====== FRAGMENTO PROPORCIONADO ======

En 1750 se encuentra de nuevo en Salamanca. Recordemos que Alejandro Carnicero se había marchado a Madrid a trabajar en la obra escultórica del nuevo Palacio Real, y que en esa fecha nuestro artista había ganado la plaza de arquitecto del salmantino Colegio de Oviedo, por orden de la Real Academia de San Fernando y mediando informe del arquitecto Juan Bautista Sacchetti (1690-1764)[300]. Entre las esculturas que ejecuta a partir de entonces, citemos las imágenes que contrata en 1754 para la iglesia de Santa María de la Hiniesta (Zamora) —santa Bárbara, san Antonio de Padua, san Antonio Abad, san Roque y san Sebastián—, y que debieron hacerse, según afirman Ceballos y Nieto, de un modo estandarizado en el taller[301]. Y la escultura de santa Águeda que hizo en 1774 para la parroquia de Castilblanco en Ávila, en la que también se documenta un retablo de su hijo Fernando Gabilán Sierra[302].
6.4.El siglo XVIII en Valladolid y Medina de Rioseco
6.4.1.Introducción
Los obradores de Valladolid ven reducido su ámbito de influencia a partir del siglo XVIII dada la pujanza que empiezan a tener otros focos, como Medina de Rioseco, o la corte. Esta se caracteriza por la arrolladora capacidad de trabajo de sus obradores, desde los que Luis Salvador Carmona suministra mucha obra escultórica a Castilla, tierra además de la que era oriundo. En Medina de Rioseco tiene gran predicamento la familia de los Sierra, que consigue una notable clientela y gran proyección. Sin embargo, Valladolid logra notoriedad con el modelo de retablos que crean Juan y su hijo Pedro Correas o el escultor y ensamblador Pedro de Bahamonde.

======

LA TAREA:
Según el fragmento, ¿en qué año se hizo la escultura de santa Águeda para la parroquia de Castilblanco? Responde solo con lo que dice el fragmento.

====== ENTRADAS EXTRAÍDAS ======

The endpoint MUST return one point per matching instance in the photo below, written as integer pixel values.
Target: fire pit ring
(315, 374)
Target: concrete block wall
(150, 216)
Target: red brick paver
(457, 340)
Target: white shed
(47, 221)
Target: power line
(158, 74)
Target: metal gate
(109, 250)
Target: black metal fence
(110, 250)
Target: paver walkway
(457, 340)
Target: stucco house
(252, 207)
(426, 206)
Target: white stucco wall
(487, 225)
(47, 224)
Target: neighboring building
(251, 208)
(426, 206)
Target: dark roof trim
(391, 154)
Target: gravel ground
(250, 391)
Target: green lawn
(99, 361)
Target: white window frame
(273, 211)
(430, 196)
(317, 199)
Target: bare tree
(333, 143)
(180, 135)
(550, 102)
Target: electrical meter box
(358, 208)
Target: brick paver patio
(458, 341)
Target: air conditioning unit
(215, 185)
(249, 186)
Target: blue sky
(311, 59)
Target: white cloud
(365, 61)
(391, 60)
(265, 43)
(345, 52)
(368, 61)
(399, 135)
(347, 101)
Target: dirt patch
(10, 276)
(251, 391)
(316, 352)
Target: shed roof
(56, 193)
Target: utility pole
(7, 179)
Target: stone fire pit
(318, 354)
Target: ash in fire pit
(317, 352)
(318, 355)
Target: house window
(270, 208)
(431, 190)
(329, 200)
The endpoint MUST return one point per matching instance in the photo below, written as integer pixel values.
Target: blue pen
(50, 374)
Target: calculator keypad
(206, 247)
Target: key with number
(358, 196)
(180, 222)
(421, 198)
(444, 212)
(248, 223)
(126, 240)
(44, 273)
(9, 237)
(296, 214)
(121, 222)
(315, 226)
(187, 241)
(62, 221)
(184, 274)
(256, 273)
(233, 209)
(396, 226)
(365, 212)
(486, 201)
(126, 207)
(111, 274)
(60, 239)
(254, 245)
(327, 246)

======

RESPUESTA:
En 1774.